- What is expected
Set down, word for word, the stretch of lines from the one containing "slab with a single pin per instance." to the end of the records below.

- Data lines

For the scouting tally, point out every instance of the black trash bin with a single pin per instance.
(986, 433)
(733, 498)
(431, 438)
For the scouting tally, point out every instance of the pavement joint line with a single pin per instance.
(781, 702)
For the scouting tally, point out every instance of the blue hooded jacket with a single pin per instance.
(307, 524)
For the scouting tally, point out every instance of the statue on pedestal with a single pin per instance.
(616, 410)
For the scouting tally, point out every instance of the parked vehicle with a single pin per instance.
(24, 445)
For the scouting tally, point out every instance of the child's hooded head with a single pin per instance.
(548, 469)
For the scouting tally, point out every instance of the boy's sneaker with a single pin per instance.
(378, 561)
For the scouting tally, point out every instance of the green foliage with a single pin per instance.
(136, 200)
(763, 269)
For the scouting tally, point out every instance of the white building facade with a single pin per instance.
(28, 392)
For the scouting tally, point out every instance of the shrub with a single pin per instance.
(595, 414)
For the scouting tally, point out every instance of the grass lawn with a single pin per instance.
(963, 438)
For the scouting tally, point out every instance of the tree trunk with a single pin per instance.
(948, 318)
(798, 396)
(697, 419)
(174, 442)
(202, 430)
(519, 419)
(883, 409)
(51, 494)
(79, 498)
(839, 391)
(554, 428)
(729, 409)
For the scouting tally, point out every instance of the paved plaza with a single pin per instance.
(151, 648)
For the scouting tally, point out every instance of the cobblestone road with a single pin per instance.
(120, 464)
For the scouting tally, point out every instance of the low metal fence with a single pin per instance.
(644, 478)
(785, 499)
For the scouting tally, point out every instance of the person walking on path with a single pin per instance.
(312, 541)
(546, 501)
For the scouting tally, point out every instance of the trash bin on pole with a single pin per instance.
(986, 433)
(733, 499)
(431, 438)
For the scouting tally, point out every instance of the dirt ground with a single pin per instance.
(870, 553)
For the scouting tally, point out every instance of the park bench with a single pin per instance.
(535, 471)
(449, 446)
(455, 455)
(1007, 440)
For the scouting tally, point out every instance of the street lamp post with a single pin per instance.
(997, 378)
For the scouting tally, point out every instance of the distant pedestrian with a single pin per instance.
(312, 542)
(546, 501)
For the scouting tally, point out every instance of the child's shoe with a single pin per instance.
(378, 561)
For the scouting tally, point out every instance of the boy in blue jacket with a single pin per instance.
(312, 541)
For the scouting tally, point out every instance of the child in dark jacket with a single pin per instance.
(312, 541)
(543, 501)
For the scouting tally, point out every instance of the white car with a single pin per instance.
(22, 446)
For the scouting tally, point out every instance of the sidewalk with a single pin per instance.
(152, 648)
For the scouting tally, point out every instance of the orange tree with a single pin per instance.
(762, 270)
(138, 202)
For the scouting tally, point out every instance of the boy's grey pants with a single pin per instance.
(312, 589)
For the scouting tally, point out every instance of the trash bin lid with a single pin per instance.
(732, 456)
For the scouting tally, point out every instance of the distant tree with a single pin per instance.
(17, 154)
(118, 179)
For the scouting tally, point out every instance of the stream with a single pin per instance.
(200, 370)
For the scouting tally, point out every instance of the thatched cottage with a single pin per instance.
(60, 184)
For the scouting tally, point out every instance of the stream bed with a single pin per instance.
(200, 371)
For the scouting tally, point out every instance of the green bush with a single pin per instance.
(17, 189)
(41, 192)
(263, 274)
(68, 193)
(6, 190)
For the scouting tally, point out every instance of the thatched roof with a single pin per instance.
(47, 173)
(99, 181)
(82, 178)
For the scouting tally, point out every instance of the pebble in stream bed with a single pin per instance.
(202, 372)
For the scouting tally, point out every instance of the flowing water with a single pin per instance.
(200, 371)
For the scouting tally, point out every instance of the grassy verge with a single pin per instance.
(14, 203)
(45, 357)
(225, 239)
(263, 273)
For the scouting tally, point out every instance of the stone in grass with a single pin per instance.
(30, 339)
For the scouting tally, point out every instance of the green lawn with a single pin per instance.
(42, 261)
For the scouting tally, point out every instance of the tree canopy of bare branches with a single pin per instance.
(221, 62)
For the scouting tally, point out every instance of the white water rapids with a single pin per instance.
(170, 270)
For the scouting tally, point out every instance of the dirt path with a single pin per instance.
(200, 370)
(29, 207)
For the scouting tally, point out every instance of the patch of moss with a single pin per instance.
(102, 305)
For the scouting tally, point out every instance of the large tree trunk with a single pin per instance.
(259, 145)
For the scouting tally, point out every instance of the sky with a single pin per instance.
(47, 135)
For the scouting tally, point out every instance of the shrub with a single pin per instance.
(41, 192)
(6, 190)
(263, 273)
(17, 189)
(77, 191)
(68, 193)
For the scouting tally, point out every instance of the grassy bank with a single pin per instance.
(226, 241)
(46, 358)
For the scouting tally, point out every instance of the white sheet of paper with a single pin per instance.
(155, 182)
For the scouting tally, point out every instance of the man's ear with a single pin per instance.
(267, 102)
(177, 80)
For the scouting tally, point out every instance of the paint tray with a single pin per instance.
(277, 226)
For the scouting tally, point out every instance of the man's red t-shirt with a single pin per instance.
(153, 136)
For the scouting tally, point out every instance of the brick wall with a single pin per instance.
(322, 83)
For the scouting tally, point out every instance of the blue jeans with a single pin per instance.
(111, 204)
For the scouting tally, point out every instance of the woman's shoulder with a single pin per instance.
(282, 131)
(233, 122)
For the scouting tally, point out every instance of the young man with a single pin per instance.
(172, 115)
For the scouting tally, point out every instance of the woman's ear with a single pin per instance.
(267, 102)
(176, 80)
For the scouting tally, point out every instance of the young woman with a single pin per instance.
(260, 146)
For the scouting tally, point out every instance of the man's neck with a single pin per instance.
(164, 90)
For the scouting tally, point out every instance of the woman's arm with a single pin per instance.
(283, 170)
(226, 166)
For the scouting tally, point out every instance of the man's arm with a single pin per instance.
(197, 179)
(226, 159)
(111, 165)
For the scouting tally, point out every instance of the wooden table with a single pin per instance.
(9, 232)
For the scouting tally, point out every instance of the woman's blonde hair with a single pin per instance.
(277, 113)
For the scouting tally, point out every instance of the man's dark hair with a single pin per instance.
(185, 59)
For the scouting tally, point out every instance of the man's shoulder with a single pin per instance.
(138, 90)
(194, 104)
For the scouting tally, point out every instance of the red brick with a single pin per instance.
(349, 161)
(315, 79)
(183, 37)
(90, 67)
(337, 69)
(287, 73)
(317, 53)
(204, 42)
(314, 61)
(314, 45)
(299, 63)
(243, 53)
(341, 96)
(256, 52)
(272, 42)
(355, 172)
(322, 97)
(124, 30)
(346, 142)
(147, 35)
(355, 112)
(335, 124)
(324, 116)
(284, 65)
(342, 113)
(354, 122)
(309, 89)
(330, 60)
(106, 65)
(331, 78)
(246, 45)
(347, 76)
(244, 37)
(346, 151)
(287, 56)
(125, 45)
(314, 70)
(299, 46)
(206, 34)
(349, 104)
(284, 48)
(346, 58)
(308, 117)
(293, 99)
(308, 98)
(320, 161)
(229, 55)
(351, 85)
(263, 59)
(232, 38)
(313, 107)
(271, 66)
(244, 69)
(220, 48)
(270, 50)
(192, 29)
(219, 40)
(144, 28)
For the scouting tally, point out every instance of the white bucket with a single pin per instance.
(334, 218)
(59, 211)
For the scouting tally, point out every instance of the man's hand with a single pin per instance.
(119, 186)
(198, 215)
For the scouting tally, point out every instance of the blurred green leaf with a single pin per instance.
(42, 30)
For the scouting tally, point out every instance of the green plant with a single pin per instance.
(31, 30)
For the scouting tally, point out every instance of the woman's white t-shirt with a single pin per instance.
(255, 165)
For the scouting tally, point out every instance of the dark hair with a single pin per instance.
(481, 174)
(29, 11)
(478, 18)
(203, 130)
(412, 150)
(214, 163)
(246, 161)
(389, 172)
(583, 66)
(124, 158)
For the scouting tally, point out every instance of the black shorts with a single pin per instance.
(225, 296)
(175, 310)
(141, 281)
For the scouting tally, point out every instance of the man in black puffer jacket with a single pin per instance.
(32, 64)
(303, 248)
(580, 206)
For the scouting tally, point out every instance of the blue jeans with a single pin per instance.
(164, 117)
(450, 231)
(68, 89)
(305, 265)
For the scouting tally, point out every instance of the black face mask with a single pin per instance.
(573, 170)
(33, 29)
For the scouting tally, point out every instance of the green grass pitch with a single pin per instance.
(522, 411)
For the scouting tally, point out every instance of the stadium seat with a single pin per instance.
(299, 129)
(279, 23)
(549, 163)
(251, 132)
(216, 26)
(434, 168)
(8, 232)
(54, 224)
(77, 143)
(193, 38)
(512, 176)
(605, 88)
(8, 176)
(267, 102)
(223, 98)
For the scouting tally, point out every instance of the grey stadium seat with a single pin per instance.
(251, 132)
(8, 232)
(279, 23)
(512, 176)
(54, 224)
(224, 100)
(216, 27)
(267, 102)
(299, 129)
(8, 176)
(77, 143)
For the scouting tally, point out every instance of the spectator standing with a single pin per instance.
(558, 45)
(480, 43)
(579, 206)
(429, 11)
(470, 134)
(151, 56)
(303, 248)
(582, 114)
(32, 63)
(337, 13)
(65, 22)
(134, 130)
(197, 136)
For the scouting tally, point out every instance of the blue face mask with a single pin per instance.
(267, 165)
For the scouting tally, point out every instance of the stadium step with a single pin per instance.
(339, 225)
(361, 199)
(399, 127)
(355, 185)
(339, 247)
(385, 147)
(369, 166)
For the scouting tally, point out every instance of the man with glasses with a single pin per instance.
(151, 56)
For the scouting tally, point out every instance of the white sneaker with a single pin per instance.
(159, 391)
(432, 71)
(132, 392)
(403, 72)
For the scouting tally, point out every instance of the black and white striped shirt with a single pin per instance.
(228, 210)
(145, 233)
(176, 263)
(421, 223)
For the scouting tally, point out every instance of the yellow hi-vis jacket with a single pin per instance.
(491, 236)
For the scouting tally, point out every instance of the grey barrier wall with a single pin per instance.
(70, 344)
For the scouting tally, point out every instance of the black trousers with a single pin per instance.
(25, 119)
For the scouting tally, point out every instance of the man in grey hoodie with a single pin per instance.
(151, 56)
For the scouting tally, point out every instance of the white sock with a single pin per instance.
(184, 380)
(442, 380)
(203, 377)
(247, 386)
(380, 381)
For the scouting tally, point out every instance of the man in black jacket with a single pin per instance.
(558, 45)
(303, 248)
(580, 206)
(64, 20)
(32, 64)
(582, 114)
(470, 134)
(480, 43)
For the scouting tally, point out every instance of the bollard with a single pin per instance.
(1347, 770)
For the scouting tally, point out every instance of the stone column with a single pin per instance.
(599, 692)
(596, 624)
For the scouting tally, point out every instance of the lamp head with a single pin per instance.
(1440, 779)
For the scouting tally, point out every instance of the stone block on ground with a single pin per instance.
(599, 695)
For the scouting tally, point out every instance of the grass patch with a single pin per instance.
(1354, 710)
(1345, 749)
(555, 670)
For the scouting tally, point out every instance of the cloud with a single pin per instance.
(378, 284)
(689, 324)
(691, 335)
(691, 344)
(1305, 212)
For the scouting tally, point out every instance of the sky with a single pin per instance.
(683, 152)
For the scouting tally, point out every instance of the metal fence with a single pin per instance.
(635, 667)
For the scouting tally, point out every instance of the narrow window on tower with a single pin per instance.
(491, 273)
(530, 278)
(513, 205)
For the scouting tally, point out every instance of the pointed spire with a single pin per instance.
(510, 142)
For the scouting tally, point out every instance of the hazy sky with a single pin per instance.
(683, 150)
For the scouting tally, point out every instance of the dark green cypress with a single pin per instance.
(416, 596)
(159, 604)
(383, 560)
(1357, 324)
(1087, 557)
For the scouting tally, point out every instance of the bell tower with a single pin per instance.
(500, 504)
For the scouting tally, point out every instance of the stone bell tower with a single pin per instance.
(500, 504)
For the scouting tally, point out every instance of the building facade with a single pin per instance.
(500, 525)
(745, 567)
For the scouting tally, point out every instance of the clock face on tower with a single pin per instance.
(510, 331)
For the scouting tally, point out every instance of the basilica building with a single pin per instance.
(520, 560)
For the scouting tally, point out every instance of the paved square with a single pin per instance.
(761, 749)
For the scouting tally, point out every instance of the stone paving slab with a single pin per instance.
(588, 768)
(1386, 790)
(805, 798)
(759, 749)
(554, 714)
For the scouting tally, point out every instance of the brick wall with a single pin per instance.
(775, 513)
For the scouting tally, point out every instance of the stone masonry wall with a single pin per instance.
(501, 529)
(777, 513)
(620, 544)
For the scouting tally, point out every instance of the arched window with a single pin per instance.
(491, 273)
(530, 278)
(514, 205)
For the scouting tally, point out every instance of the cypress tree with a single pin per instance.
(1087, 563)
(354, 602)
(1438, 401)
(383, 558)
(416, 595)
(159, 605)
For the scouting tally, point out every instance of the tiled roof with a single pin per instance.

- Expected answer
For the scouting tally, point out every instance of the stone paving slab with a single pin per instance.
(588, 768)
(1386, 790)
(805, 798)
(759, 749)
(554, 714)
For the scouting tally, point out every instance of the brick wall with a single pin per instance.
(775, 513)
For the scouting tally, point out every instance of the stone masonry wall with a single pin per instance.
(501, 529)
(777, 513)
(620, 544)
For the scouting tally, point out every instance of the arched window with a single pin per instance.
(491, 273)
(530, 278)
(514, 205)
For the scouting tally, point out every instance of the cypress tree with a single pin per instance.
(1087, 563)
(354, 602)
(1438, 401)
(383, 558)
(416, 595)
(159, 605)
For the scouting tally, point out every instance of the tiled roof with a single pin per instance.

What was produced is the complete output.